Rewrite the entries as a numbered list, from the start through the line containing "rough mask: <svg", and leave out any blank lines.

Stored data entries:
········

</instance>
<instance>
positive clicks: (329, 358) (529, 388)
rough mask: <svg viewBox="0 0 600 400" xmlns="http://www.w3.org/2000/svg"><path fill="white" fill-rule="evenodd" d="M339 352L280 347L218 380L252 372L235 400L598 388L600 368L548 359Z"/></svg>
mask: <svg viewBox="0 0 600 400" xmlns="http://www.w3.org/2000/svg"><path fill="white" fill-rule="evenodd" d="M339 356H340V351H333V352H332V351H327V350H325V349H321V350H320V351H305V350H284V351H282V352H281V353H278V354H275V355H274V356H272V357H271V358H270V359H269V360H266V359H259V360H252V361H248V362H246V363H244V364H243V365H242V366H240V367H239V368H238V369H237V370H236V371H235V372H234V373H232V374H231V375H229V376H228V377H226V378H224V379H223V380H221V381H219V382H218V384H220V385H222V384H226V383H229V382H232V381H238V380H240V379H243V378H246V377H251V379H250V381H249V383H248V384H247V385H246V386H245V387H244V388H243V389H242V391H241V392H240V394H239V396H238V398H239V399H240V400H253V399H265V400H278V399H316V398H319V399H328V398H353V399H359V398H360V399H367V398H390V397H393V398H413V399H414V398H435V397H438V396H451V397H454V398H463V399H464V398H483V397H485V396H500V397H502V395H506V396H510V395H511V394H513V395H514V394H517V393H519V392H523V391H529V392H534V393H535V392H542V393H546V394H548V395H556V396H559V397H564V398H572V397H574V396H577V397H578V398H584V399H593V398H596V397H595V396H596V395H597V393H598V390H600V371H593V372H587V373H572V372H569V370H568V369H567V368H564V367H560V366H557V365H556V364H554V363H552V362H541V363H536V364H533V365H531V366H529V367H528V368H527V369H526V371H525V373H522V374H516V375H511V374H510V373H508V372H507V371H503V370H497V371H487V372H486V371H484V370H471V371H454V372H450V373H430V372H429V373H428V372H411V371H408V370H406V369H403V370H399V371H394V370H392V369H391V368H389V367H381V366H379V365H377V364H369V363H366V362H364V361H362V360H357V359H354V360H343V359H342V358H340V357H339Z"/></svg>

········

#### Response area:
1. </instance>
2. <instance>
3. positive clicks: (329, 358) (529, 388)
4. rough mask: <svg viewBox="0 0 600 400" xmlns="http://www.w3.org/2000/svg"><path fill="white" fill-rule="evenodd" d="M339 352L280 347L218 380L252 372L235 400L598 388L600 368L548 359Z"/></svg>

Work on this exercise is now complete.